**What the task asks:**
Where the records below have a line with "cloud", that line is to be copied.

**Stored data:**
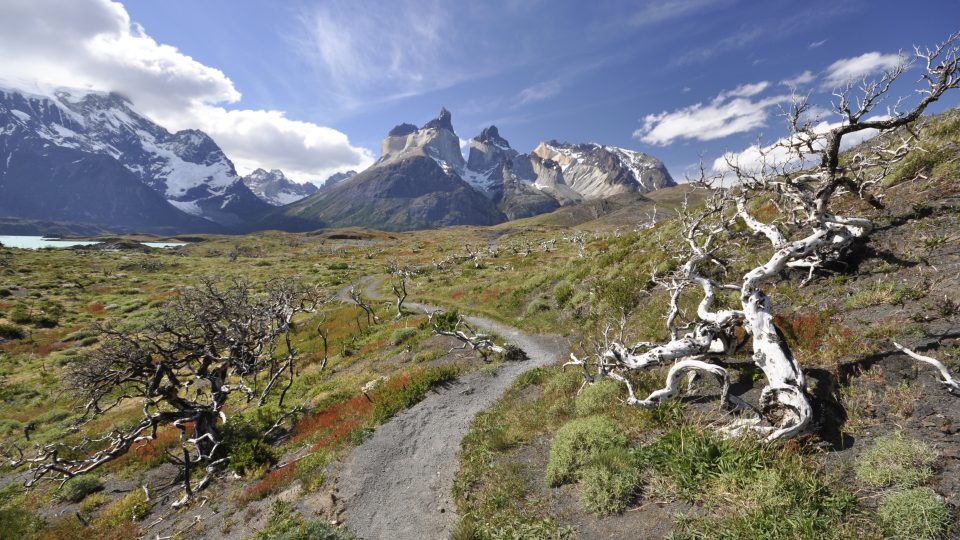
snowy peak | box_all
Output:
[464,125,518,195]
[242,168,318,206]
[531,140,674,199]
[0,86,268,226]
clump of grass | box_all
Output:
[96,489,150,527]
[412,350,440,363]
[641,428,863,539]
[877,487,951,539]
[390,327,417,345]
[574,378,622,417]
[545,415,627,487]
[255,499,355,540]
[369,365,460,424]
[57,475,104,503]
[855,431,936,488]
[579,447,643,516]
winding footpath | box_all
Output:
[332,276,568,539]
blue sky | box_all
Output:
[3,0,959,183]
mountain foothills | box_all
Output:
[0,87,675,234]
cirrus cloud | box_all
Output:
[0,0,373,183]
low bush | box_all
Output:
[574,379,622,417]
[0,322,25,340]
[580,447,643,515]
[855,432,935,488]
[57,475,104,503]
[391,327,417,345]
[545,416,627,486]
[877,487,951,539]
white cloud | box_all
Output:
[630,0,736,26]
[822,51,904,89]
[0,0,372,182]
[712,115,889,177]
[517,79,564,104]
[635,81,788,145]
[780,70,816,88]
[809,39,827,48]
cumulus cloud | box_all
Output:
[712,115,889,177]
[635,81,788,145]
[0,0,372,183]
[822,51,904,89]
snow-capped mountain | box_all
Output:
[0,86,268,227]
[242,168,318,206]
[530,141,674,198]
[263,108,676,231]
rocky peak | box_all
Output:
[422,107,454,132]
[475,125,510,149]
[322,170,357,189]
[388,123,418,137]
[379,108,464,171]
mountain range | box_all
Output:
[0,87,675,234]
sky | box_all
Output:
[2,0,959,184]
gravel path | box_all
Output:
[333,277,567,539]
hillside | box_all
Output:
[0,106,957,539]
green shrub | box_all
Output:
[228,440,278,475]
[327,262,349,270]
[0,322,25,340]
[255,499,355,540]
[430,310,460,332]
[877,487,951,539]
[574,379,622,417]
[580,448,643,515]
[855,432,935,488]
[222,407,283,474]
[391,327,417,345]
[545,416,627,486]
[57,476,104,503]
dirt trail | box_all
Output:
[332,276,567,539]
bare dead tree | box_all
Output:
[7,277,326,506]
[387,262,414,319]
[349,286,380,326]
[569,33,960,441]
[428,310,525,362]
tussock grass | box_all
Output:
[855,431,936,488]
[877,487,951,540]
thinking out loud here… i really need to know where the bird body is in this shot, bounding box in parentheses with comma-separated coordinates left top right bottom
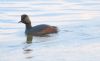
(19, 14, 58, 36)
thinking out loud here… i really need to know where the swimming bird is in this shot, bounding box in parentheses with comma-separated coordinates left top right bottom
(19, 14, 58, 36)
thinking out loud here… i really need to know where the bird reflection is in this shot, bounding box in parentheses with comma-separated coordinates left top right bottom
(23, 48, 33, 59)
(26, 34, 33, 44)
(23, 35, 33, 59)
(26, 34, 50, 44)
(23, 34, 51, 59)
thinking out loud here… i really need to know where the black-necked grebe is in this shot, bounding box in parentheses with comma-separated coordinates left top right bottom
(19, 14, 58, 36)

**Result of the task:**
cirrus cloud | box_all
white cloud | box_all
cumulus cloud | box_all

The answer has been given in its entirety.